Dataset rows:
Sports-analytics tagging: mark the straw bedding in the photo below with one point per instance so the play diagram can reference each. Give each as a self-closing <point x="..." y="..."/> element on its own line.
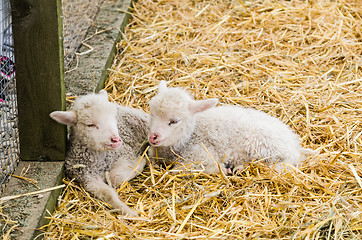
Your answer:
<point x="297" y="60"/>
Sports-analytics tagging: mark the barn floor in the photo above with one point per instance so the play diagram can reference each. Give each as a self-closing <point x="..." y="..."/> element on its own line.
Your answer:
<point x="297" y="60"/>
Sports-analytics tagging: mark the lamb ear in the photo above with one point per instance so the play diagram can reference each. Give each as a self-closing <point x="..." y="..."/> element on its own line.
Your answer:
<point x="202" y="105"/>
<point x="104" y="93"/>
<point x="64" y="117"/>
<point x="162" y="86"/>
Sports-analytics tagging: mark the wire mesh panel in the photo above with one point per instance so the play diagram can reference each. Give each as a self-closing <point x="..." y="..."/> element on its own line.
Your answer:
<point x="9" y="143"/>
<point x="78" y="16"/>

Problem details: Extract the text of every item above word for word, leaving the pictures out.

Expected output:
Sports-analytics tagging: mark the straw bedding in the photo below with one point per instance so the play diagram can reference each. Give each as a self-closing <point x="..." y="..."/> element on its own line.
Your answer:
<point x="297" y="60"/>
Sports-analytics tagging: mark the barn floor in the photo above with one point per instance so the play diagram can reference each. Give each as a self-closing <point x="..." y="..."/> element on its own line.
Your answer:
<point x="297" y="60"/>
Sports-analytics tagging: mark the lamb ear in the photo above with one point per instance so the play diagram can reference each. Give each as a self-closing <point x="..." y="..."/> element on its own line.
Your answer:
<point x="202" y="105"/>
<point x="104" y="93"/>
<point x="64" y="117"/>
<point x="162" y="86"/>
Sports-analytics tagging: mark the wire mesh panel in the photo above with one point per instance so the play diagram can reference each. Give each as a self-closing <point x="..." y="..."/> element on its own line.
Your answer:
<point x="9" y="143"/>
<point x="78" y="16"/>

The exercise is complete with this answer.